(Text section)
Start

Monday, April 7, 2014

Stories that Inspire - Part One

The act of publishing is circular. For me, the process began after completing the novel and editing it many times. I then queried agents and publishers.  The querying phase is exhausting. I sent small samples (sometimes a single paragraph query letter) to agents, looking for representation. 99.9% of all queries are rejections- either the agent/publisher never answers, or they send a polite note back saying no.  Some wrote back and asked for the novel, but then decided it wasn't for them.  Eventually two publishers said yes, and I chose MuseitUp. Now, the book is preparing for release, and I feel like I am back at the first stage again.  Instead of querying agents or publishers, I am querying bloggers and reviewers.  So far, five have agreed to review the book before release, yet the feeling is similar to the frustration of querying at the beginning of this process.

Another query...  D'oh!
While reading the blogs of potential reviewers, I've noticed how many others talk about the stories that shaped them as both readers and writers. One of the people who signed up for my newsletter (note: sign up for the monthly newsletter before April 14th and be automatically entered to win a 20 dollar Amazon Gift Card. Details at or sign up on the sidebar at right) asked if my students inspire my stories. The answer is "sort of".  To be honest, many of my stories were created before I started teaching.  School of Deaths was finished before I set foot in my current job, yet interacting with kids on a daily basis has certainly shaped my writing and how I view kids and their reactions.

One thing that has undoubtedly affected me as a writer is stories I've read, watched, performed in, or otherwise encountered throughout my life. Towards that end, my next several posts will be a reflection on some of my favorite stories and how they inspired me.

End

(Directive 1)
Using the blog post, answer these:
(a) How many publishers said yes, and which one was chosen?
(b) How many bloggers and reviewers have agreed so far to review the book before release?
(c) Which book was finished before the writer set foot in the current job?
(Directive 2) Restate the part of the blog post that opens with the words containing "The act of publishing" and closes with "of this process.", renaming "reviewers" as "critics".
(Directive 3)
Do these statements agree with the blog post? Answer yes or no for each, quoting the words that decide it.
(a) Three publishers accepted the novel before the writer picked MuseitUp.
(b) Signing up for the monthly newsletter before April 14th enters a reader to win a 20 dollar Amazon Gift Card.
(c) School of Deaths was written after the writer began teaching.

(Excerpts from a detection dataset)
Start

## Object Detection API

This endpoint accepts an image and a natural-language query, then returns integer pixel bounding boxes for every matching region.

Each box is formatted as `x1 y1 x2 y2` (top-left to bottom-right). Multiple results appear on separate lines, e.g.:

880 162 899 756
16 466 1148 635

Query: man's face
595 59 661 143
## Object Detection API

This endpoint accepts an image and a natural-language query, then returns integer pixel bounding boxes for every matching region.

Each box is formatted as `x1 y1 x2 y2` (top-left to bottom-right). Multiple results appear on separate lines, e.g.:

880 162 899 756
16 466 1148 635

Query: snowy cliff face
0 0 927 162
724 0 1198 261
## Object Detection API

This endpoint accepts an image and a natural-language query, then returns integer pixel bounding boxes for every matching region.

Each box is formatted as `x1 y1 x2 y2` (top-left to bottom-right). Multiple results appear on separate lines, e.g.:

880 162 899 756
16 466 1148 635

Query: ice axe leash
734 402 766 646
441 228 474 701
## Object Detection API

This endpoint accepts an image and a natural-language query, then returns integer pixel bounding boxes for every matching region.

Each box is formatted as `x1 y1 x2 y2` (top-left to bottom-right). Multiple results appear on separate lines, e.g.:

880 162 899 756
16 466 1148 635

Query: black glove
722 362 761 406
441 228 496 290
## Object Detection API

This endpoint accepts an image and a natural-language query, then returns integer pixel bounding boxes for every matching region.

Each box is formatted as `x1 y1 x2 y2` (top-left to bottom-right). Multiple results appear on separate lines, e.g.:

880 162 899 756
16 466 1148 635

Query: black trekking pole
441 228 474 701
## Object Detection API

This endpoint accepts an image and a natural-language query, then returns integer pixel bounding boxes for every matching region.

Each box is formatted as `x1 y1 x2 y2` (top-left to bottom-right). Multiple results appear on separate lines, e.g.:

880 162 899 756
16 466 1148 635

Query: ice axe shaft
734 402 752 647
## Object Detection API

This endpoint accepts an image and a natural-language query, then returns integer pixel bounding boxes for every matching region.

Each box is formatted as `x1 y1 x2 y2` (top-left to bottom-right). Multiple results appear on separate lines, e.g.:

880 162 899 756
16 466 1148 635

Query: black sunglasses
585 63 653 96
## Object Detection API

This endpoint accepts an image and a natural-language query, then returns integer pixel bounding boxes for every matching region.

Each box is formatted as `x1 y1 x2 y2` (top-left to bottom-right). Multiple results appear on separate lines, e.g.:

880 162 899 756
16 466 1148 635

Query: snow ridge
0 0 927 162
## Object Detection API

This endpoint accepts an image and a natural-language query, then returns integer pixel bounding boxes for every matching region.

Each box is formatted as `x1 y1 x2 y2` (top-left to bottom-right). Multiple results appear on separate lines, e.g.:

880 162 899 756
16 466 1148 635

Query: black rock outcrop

End

(Final answer 1)
(a) Two publishers said yes, and MuseitUp was chosen.
(b) Five.
(c) School of Deaths.

(Final answer 2)
The act of publishing is circular. For me, the process began after completing the novel and editing it many times. I then queried agents and publishers.  The querying phase is exhausting. I sent small samples (sometimes a single paragraph query letter) to agents, looking for representation. 99.9% of all queries are rejections- either the agent/publisher never answers, or they send a polite note back saying no.  Some wrote back and asked for the novel, but then decided it wasn't for them.  Eventually two publishers said yes, and I chose MuseitUp. Now, the book is preparing for release, and I feel like I am back at the first stage again.  Instead of querying agents or publishers, I am querying bloggers and critics.  So far, five have agreed to review the book before release, yet the feeling is similar to the frustration of querying at the beginning of this process.

(Final answer 3)
(a) No: "Eventually two publishers said yes, and I chose MuseitUp."
(b) Yes: "sign up for the monthly newsletter before April 14th and be automatically entered to win a 20 dollar Amazon Gift Card"
(c) No: "School of Deaths was finished before I set foot in my current job"